[Instructions to follow]
Every line must be returned precisely as it is written.
Start of Material shown
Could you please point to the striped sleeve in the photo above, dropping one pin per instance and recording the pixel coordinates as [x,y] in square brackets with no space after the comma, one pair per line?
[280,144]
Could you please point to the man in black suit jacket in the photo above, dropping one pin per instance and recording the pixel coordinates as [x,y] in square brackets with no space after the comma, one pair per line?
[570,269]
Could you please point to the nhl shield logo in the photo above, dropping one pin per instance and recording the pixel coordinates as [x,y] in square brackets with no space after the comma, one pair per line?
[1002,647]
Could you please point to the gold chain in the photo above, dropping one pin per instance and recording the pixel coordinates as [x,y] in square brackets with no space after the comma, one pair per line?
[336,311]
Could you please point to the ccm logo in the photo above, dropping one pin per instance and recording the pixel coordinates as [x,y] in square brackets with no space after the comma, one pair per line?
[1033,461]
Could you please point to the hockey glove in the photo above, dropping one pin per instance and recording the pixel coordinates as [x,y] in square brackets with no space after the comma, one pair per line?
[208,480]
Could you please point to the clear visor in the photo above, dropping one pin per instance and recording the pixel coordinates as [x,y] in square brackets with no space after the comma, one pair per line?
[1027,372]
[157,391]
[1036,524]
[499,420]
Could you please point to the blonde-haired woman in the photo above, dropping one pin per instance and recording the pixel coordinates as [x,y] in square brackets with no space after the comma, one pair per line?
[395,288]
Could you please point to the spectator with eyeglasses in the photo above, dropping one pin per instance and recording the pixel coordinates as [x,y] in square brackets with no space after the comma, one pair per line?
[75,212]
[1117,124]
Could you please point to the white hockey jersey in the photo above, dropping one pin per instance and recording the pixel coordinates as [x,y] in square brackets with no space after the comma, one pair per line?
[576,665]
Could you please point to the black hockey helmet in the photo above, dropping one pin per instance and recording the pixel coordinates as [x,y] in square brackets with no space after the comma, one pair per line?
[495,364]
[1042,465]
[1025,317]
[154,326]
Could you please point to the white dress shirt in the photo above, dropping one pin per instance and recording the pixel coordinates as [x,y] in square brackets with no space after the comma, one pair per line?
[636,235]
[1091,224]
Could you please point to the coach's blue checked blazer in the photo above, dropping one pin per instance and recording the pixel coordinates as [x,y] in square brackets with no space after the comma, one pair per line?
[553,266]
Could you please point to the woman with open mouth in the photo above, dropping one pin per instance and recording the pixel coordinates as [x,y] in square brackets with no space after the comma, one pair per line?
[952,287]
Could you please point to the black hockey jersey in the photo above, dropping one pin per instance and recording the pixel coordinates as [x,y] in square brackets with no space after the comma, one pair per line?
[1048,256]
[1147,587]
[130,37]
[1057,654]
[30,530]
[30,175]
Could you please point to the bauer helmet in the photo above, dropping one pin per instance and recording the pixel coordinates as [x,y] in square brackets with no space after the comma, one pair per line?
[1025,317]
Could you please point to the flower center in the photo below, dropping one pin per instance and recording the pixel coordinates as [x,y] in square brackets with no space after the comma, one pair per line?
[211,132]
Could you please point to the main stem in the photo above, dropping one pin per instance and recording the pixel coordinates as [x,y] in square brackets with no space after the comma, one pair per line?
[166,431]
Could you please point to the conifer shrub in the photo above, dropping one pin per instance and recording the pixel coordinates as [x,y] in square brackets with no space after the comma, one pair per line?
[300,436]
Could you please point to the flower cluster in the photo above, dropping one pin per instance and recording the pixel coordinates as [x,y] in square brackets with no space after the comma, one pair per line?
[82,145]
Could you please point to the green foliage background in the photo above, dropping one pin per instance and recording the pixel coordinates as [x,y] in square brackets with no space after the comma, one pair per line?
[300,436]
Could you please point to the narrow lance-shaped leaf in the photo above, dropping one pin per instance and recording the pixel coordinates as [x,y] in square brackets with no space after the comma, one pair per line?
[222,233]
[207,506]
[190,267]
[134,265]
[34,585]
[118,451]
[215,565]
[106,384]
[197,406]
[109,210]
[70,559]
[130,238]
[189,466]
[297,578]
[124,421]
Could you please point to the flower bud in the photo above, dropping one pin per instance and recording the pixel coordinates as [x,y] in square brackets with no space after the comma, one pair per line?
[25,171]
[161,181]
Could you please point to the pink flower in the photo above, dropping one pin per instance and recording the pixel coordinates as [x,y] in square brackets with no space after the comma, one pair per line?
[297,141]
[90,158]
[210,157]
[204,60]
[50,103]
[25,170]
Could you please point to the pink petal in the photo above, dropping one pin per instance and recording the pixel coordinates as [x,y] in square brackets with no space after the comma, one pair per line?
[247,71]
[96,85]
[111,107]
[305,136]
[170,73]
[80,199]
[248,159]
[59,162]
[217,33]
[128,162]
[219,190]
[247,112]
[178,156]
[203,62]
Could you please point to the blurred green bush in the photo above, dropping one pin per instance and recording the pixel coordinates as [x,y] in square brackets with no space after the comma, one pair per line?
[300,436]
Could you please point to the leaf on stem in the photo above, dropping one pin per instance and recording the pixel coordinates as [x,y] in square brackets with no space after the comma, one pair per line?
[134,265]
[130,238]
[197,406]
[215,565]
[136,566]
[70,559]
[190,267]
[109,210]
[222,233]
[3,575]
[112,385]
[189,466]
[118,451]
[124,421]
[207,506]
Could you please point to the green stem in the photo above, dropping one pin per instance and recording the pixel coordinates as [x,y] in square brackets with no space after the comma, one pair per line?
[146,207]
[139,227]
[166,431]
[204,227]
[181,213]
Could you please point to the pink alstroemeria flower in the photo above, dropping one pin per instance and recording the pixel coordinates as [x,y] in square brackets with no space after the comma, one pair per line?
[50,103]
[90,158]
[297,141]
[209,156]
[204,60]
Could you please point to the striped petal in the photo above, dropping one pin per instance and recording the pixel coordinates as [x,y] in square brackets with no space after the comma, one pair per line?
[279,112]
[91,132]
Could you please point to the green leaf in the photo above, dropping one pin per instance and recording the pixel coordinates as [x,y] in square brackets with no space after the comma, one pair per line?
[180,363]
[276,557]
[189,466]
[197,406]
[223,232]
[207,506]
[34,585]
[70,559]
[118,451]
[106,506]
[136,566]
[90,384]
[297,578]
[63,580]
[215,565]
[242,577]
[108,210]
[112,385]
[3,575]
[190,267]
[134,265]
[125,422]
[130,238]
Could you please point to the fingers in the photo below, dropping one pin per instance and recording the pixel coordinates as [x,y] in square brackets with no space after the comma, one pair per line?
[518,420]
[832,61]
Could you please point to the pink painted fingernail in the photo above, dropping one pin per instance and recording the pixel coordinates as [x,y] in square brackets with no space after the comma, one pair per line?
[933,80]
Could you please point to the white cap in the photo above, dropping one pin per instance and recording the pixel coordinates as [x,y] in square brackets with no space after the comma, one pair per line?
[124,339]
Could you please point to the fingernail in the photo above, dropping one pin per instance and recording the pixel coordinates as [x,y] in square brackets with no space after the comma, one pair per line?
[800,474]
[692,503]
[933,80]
End of Material shown
[Full solution]
Could you please point to the striped sleeve in the photo above, dropping one pin per instance and recording the pixel coordinates as [x,y] in square brackets with no space after the comma, one pair per line?
[280,144]
Could you please point to the man in black suit jacket in the photo above, dropping one pin per instance and recording the pixel coordinates as [x,y] in square brackets with no space after the comma, one pair per line?
[570,269]
Could you please point to the nhl shield logo in the photo above, dropping one pin per instance and recording the pixel coordinates as [x,y] in square brackets with no space after the comma, one pair per line?
[1002,647]
Could you please point to the gold chain in the photo above, dropping one pin per instance and recording the pixel coordinates as [x,y] in square brackets with no space after the comma, one pair per line?
[336,311]
Could you please point to the ccm logo in the photo above, dropping one pin per instance and recording the pixel coordinates as [x,y] in square brackets with no space after the comma, one pair per line?
[1033,461]
Could you please point to the hockey glove in the photo above, dropping one pin per instance and recording the pixel coordinates as [x,y] in square brackets with no space after the comma, one pair per line?
[208,480]
Could you please point to the clear visor in the photo above, dropping one pin per instance and recording the pixel coordinates as [x,y] in square brackets with no space after the comma, one pair per line?
[1027,372]
[157,391]
[1036,524]
[499,420]
Could you please point to the blonde-haired woman in the photo above, dropping one pin per instance and recording the pixel coordinates as [x,y] in square brackets with no space after the comma, one pair per line?
[395,288]
Could you please point to the spectator with eyeglasses in the photo above, dropping one pin per instance and recording the pixel coordinates as [x,y] in square brackets with no space after the comma, one pair per line?
[75,212]
[1117,124]
Could you please point to the white hockey jersey in the photo above, dropping one pin per instance and recording the pixel coordinates as [x,y] in square brackets with no space after the comma, one pair per line?
[576,665]
Could you please point to the black hockey helmet in the photo above, dropping one pin per instance and recording the pixel coordinates as [x,y] in square brackets with no space after the comma, one pair per line?
[495,364]
[1042,465]
[1025,317]
[154,326]
Could you please point to the white dress shirt in the photo above, dropping one pin per instance and recording the pixel coordinates as [x,y] in square brackets with no space after the comma, one pair per line?
[636,235]
[1091,224]
Could you please point to the coach's blue checked blazer in the photo above, dropping one pin per instance and recording the pixel coordinates as [x,y] in square brackets with no space after the comma, one pair per line?
[553,266]
Could you please point to the woman with open mouth in the photo above, dropping one pin per instance and recording the pixel coordinates as [x,y] in square brackets with no space after the comma, one pair per line?
[952,287]
Could you please point to the black hockey jersey in the photo above, dropping one pin per instance and recording the pixel coordinates as [x,y] in square brackets with no space after the comma, one pair per line?
[1048,256]
[1147,587]
[130,37]
[1057,654]
[30,530]
[30,175]
Could you please point to the bauer helmet in the photo above, dropping one pin per instance and recording the pixel coordinates as [x,y] in square brackets with no space after the comma, one pair per line?
[1025,317]
Could you please point to the flower center in the photo below, dropping one pin per instance and recording the pixel coordinates as [x,y] in square brackets with no space after the comma, one pair per line?
[211,132]
Could you please point to the main stem in the photo above, dropping one pin per instance and recording the pixel coordinates as [x,y] in square brackets with no space after the comma, one pair per line?
[166,431]
Could you please point to the conifer shrub in the photo above, dropping one pin per instance and recording the pixel coordinates as [x,y] in square brackets with no space after the comma, one pair per line?
[300,436]
Could you please point to the flower cluster in the photo above, dropping one pin per instance and recording the pixel coordinates as [x,y] in square brackets with no space after the comma, one pair per line?
[82,145]
Could you please point to the green foliage background in the photo above, dropping one pin per instance and recording the pixel coordinates as [x,y] in square brackets with no space after the comma, one pair per line?
[300,436]
Could you please point to the narrow lance-shaped leaf in the photo above, dropping one pin per instance and recording the pixel coordinates as [x,y] in square brackets with no space after the comma, one pair per line?
[222,233]
[207,506]
[190,267]
[134,265]
[34,585]
[118,451]
[215,565]
[106,384]
[197,406]
[109,210]
[70,559]
[130,238]
[189,466]
[297,578]
[124,421]
Could you please point to the flower bud in the photo above, dropping one pin per instance and recording the pixel coordinates as [x,y] in square brackets with no space after the comma, one pair per line?
[25,171]
[161,181]
Could you please point to the pink flower in the photo above, dropping one pin per instance and recording the pixel coordinates as [x,y] in square brackets with no space after the comma, one pair per line?
[297,141]
[90,158]
[210,157]
[204,60]
[50,103]
[25,170]
Could you please point to the pink petal in the photo above, dropping one pin per instance and recording the pixel coordinates as [x,y] in square brackets with no space after the comma, one pair per line?
[247,71]
[96,85]
[111,107]
[305,136]
[170,73]
[80,199]
[248,159]
[59,162]
[217,33]
[128,162]
[219,190]
[247,112]
[178,156]
[203,62]
Could you please point to the blurred green bush in the photo above, dropping one pin per instance and recording the pixel coordinates as [x,y] in square brackets with no space after the comma, one pair per line?
[300,436]
Could you please point to the leaf on stem in the photo above, dropping one pin per instance and recording the pixel coordinates as [x,y] in square brackets with no space after the comma, one pair per line?
[134,265]
[130,238]
[197,406]
[215,565]
[136,566]
[70,559]
[190,267]
[109,210]
[222,233]
[3,575]
[112,385]
[189,466]
[118,451]
[124,421]
[207,506]
Could you please point to the green stem in the photo above, dropping one pin per instance and recording the pixel coordinates as [x,y] in square brackets with no space after the comma, one pair per line?
[146,207]
[139,227]
[166,431]
[204,227]
[181,213]
Could you please point to the pink alstroemeria flower in the photo above, dropping one pin per instance and recording the pixel coordinates as [x,y] in square brackets with no space after the comma, one pair per line?
[50,103]
[90,158]
[297,141]
[209,156]
[204,60]
Could you please point to the striped petal in the photo above, dropping one pin per instance and recording the pixel coordinates as [x,y] in square brackets with no space after the comma, one pair per line?
[279,112]
[91,132]
Could you please point to the green leaf in the photo above, dropping one pin per instance and recording the pixel coordinates as [x,y] in square brackets with no space after the comma, one pair per line?
[180,363]
[276,557]
[189,466]
[197,406]
[223,232]
[207,506]
[34,585]
[70,559]
[118,451]
[106,506]
[136,566]
[90,384]
[297,578]
[63,580]
[215,565]
[242,577]
[108,210]
[112,385]
[3,575]
[190,267]
[134,265]
[125,422]
[130,238]
Could you please point to the fingers in the photo below, dropping one pin per instance and recording the pixel coordinates as [x,y] in square brackets with no space after the comma, one pair per line?
[518,420]
[832,61]
Could you please point to the pink painted fingernail in the photo above, dropping one pin per instance and recording the pixel coordinates as [x,y] in square brackets with no space after the comma, one pair per line?
[933,80]
Could you please point to the white cap in the photo above, dropping one pin per instance and recording the pixel coordinates as [x,y] in square brackets with no space after the comma, one pair per line?
[124,339]
Could you please point to the fingernail in the photo above, dropping one pin per instance and recording the pixel coordinates as [x,y] in square brackets with no space after the comma, one pair per line?
[800,474]
[692,503]
[933,80]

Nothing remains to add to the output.